> Prompt: Every line that includes the word "bridle" needs to be copied from the listing.

> Supplied records:

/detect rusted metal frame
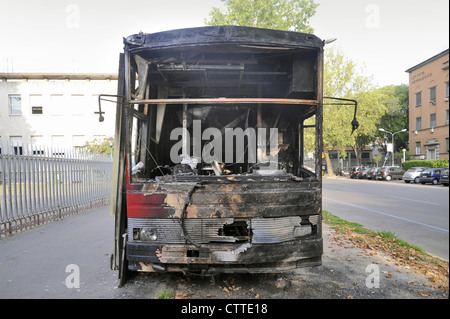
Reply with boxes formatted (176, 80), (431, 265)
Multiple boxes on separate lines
(315, 47), (324, 237)
(109, 57), (126, 265)
(113, 51), (133, 285)
(131, 108), (148, 121)
(153, 69), (288, 75)
(316, 48), (324, 183)
(157, 64), (244, 71)
(127, 97), (319, 106)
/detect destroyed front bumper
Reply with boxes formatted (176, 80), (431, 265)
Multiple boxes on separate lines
(127, 238), (322, 273)
(124, 176), (323, 273)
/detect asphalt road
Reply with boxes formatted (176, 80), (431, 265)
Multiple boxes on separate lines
(323, 177), (449, 260)
(1, 203), (447, 300)
(0, 178), (448, 300)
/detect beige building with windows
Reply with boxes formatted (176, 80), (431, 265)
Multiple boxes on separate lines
(0, 73), (117, 153)
(406, 49), (449, 160)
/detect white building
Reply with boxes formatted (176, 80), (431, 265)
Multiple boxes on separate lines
(0, 73), (117, 153)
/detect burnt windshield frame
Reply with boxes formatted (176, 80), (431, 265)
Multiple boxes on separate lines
(122, 27), (324, 184)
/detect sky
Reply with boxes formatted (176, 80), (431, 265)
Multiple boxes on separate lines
(0, 0), (448, 87)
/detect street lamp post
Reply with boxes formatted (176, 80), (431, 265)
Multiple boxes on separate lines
(378, 128), (407, 166)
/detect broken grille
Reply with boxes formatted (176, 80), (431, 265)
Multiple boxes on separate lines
(128, 215), (317, 245)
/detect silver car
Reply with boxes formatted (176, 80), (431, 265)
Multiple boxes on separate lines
(403, 167), (427, 183)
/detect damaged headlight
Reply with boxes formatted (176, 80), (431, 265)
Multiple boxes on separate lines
(293, 225), (312, 237)
(139, 228), (158, 241)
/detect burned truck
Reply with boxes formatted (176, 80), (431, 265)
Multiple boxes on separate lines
(102, 26), (346, 285)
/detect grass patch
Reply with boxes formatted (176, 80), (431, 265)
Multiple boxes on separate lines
(322, 210), (427, 253)
(322, 210), (370, 235)
(322, 210), (448, 292)
(157, 289), (173, 299)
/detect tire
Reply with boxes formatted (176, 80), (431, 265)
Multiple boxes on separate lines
(385, 175), (392, 181)
(414, 177), (420, 183)
(432, 179), (438, 185)
(404, 180), (410, 183)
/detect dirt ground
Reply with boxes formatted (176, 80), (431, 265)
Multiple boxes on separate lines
(116, 223), (448, 299)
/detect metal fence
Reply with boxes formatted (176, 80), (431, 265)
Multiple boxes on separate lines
(0, 140), (113, 237)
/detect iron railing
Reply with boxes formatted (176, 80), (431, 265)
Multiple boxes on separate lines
(0, 140), (112, 237)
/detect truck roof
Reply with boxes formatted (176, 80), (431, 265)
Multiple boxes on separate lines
(124, 25), (323, 52)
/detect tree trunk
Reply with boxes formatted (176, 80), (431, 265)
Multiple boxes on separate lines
(353, 147), (361, 166)
(324, 151), (335, 177)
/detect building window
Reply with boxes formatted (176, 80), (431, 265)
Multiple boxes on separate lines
(73, 135), (86, 149)
(52, 135), (65, 147)
(429, 86), (436, 103)
(71, 94), (85, 116)
(31, 136), (45, 154)
(415, 142), (421, 155)
(50, 94), (65, 116)
(416, 117), (422, 130)
(446, 82), (449, 98)
(10, 136), (23, 155)
(430, 113), (436, 128)
(446, 110), (449, 125)
(30, 94), (44, 115)
(415, 92), (421, 106)
(9, 95), (22, 115)
(32, 107), (43, 114)
(446, 138), (449, 153)
(427, 147), (436, 160)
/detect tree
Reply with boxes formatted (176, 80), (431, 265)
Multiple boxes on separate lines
(373, 154), (382, 166)
(83, 137), (114, 156)
(349, 89), (387, 166)
(322, 47), (386, 175)
(375, 84), (409, 153)
(205, 3), (387, 175)
(205, 0), (319, 33)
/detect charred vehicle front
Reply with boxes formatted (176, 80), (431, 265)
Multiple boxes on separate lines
(101, 26), (356, 285)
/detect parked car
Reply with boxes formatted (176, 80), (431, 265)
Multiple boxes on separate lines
(350, 166), (366, 179)
(403, 167), (428, 183)
(376, 166), (404, 181)
(335, 167), (350, 177)
(440, 168), (449, 186)
(419, 168), (443, 185)
(357, 168), (370, 179)
(366, 167), (379, 180)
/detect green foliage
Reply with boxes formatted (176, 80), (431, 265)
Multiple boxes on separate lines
(375, 84), (409, 152)
(402, 159), (449, 170)
(157, 289), (173, 299)
(373, 154), (382, 166)
(205, 4), (390, 173)
(348, 89), (387, 164)
(322, 47), (386, 169)
(205, 0), (319, 33)
(322, 210), (371, 235)
(84, 137), (114, 156)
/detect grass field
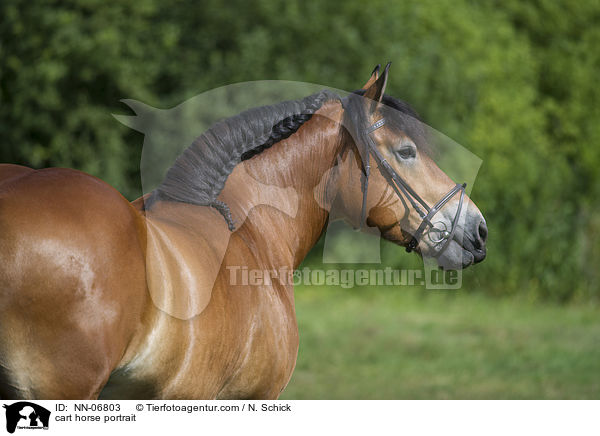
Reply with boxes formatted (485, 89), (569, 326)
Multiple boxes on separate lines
(280, 285), (600, 399)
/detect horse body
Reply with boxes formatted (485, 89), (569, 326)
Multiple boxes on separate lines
(0, 163), (299, 399)
(0, 101), (343, 399)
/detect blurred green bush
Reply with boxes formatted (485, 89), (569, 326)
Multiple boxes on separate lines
(1, 0), (598, 301)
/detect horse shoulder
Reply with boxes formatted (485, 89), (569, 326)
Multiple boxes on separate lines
(140, 201), (233, 320)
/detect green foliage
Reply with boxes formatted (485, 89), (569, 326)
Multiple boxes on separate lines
(0, 0), (166, 197)
(1, 0), (598, 301)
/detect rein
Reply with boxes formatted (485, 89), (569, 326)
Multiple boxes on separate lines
(358, 116), (467, 256)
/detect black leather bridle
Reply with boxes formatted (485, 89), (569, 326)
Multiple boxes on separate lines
(358, 117), (467, 256)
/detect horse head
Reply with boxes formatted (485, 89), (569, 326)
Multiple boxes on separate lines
(335, 64), (487, 269)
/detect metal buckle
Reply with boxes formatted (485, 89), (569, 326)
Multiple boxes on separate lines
(427, 221), (449, 244)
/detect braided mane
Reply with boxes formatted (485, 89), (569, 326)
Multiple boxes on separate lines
(146, 90), (339, 229)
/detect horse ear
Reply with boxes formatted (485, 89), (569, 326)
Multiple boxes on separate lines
(361, 64), (380, 90)
(364, 62), (390, 103)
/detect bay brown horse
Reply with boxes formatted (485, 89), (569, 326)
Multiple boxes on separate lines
(0, 65), (487, 399)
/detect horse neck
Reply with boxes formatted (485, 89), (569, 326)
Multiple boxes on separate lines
(220, 100), (345, 268)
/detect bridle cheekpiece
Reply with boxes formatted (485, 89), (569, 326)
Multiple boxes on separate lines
(359, 117), (467, 256)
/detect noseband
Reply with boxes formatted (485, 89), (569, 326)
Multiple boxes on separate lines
(359, 118), (466, 255)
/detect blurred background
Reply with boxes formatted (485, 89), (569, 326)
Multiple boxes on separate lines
(1, 0), (599, 398)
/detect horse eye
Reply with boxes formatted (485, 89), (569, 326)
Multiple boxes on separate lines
(394, 145), (417, 161)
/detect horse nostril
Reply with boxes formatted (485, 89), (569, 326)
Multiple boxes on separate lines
(478, 220), (488, 244)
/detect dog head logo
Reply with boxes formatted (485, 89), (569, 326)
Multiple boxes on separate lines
(3, 402), (50, 433)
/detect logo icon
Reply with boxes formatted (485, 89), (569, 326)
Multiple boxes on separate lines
(2, 402), (50, 433)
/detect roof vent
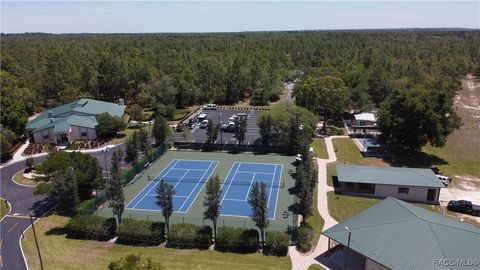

> Task answer:
/detect black leather bridle
/detect bridle cheekpiece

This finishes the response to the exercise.